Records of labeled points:
+ + + + +

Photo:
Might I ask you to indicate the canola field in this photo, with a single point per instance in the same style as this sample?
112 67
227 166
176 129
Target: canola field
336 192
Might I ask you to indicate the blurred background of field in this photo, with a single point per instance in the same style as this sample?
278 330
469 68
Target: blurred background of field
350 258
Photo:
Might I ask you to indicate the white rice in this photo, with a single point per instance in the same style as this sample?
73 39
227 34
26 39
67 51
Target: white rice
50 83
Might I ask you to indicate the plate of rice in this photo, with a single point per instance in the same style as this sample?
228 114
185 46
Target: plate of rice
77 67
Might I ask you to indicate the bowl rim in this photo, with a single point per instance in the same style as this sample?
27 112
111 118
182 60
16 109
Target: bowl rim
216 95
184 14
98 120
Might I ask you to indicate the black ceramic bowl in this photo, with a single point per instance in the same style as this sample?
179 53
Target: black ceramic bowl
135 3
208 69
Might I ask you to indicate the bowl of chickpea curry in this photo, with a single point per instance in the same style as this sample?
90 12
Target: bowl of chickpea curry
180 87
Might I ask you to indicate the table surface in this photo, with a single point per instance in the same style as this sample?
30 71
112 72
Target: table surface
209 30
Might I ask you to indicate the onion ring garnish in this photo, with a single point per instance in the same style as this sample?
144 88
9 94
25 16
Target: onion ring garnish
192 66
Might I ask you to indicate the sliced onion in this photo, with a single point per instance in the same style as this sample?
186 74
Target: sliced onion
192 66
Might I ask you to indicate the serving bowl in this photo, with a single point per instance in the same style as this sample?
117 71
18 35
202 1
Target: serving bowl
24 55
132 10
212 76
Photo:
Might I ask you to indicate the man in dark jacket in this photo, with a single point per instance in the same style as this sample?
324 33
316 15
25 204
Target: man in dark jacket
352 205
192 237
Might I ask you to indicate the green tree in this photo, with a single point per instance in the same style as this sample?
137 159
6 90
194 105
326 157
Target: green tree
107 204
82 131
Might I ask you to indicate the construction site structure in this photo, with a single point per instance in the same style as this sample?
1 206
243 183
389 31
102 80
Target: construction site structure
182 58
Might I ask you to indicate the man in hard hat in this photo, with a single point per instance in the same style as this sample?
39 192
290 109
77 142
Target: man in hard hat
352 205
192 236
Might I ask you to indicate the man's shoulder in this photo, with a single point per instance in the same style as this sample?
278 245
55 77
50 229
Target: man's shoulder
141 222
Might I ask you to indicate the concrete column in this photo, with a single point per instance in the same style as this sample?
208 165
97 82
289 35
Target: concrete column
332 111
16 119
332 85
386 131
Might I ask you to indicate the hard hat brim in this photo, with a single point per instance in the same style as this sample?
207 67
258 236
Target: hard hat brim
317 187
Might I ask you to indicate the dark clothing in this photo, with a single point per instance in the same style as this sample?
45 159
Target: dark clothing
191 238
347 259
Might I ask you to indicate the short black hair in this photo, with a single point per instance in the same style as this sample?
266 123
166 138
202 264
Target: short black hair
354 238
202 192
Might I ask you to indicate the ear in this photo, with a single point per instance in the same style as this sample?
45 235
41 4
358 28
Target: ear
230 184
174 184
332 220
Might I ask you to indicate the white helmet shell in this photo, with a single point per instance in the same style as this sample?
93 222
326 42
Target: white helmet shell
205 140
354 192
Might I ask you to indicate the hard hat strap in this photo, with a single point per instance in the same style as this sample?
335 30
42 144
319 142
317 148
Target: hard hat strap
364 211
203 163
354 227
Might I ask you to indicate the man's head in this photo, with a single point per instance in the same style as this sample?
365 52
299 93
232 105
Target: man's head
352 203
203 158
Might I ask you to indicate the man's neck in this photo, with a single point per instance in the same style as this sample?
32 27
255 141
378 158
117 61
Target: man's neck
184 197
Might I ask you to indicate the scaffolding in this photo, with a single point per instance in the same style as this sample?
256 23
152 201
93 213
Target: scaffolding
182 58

+ + + + +

▸ **What the task asks**:
Each line of the material should be echoed exactly.

▸ **Full response**:
Photo:
Might I ask you to indicate the canola field in this photo, with a single point per instance in the same style as this sample?
112 67
227 166
176 129
Target: canola field
336 192
Might I ask you to indicate the blurred background of field in this photo, with a single point per instance in the same style as this sample?
278 330
469 68
Target: blurred background of field
350 258
Photo:
Might I ask you to indicate the white rice in this photo, with a single point per instance in the same style as this sample?
73 39
227 34
26 39
67 51
Target: white rice
50 83
Might I ask you to indicate the plate of rice in this photo, with a single point per instance in the same style as this sample?
228 114
185 46
Target: plate of rice
77 67
Might I ask you to indicate the bowl rim in this photo, with a single point per instance in the same style as this sample?
27 112
111 118
182 60
16 109
Target: bowl rim
216 95
184 14
98 120
Might I ask you to indicate the black ceramic bowl in this photo, with a single point per instance in the same style as this sample?
179 53
Target: black ceramic bowl
135 3
208 69
Might I ask you to indicate the bowl of chickpea curry in this photo, with a single point per instance in the same style as this sample?
90 12
Target: bowl of chickpea curry
180 87
Might I ask you to indicate the table surface in this photo, with a single point per instance in the same style as this sample?
30 71
112 72
Target: table surface
209 30
Might I ask you to indicate the onion ring garnish in this photo, with a single point per instance in the same style as this sample?
144 88
9 94
25 16
Target: onion ring garnish
192 66
Might I ask you to indicate the sliced onion in this photo, with a single point per instance in the same style as this sample?
186 74
Target: sliced onion
192 66
Might I ask you to indicate the serving bowl in this photo, with a single point per instance in the same style as this sample?
117 71
18 35
202 1
Target: serving bowl
24 55
132 10
212 76
Photo:
Might I ask you to indicate the man in dark jacket in this photo, with a single point per instance in the same style as this sample?
324 33
316 15
25 204
Target: man in dark jacket
352 205
192 237
Might I ask you to indicate the green tree in this photo, with a single point per instance in the same style as this sample?
137 159
6 90
194 105
326 157
Target: green tree
107 204
82 131
Might I ask you to indicate the construction site structure in this photo, with a single point per instance in the same style as this sample?
1 206
243 183
389 31
102 80
Target: construction site structure
182 58
Might I ask you to indicate the man in hard hat in this photo, with a single point per instance in the same style as this sample?
39 192
290 109
77 142
Target: man in hard hat
352 205
192 236
Might I ask you to indicate the man's shoulder in this photo, with a single point per instance in the same style as this sample?
278 245
55 77
50 229
Target: man's shoulder
141 222
Might I ask you to indicate the concrete column in this photo, with a single point per instance in the same style as this sample?
208 165
97 82
289 35
Target: concrete column
332 111
16 119
332 85
386 131
Might I ask you to indicate the hard hat brim in this photo, with a single point per instance in the same style as this sample?
207 67
258 236
Target: hard hat brim
317 187
Might I ask you to indicate the dark clothing in this photo, with a single point per instance in the same style as this sample?
45 159
Target: dark clothing
191 238
347 259
Might I ask you to indicate the short black hair in this photo, with a single point per instance in the same style as this sample?
266 123
166 138
202 264
Target: short black hair
354 238
202 192
Might I ask you to indicate the ear in this photo, with a single point per instance in the same style as this sample?
45 235
41 4
358 28
Target: ear
230 184
174 184
332 220
Might I ask you to indicate the white helmet shell in this photo, with a single point per instance in the same style as this sample?
93 222
326 42
Target: white helmet shell
205 140
354 192
Might I ask you to indicate the hard hat strap in this photo, with a single point per instance in the same style as this sample?
335 30
42 144
319 142
317 148
Target: hard hat strap
364 211
203 163
354 227
Might I ask you to indicate the man's head in this photo, with a single point per instance in the same style as this sample?
365 52
299 93
232 105
Target: man's head
352 203
203 158
Might I ask you to indicate the man's neck in this photo, with a single point per instance in the same style as this sample?
32 27
255 141
378 158
117 61
Target: man's neck
184 197
Might I ask you to indicate the scaffolding in this photo, with a single point per instance in the same style as this sample?
256 23
152 201
93 213
Target: scaffolding
182 58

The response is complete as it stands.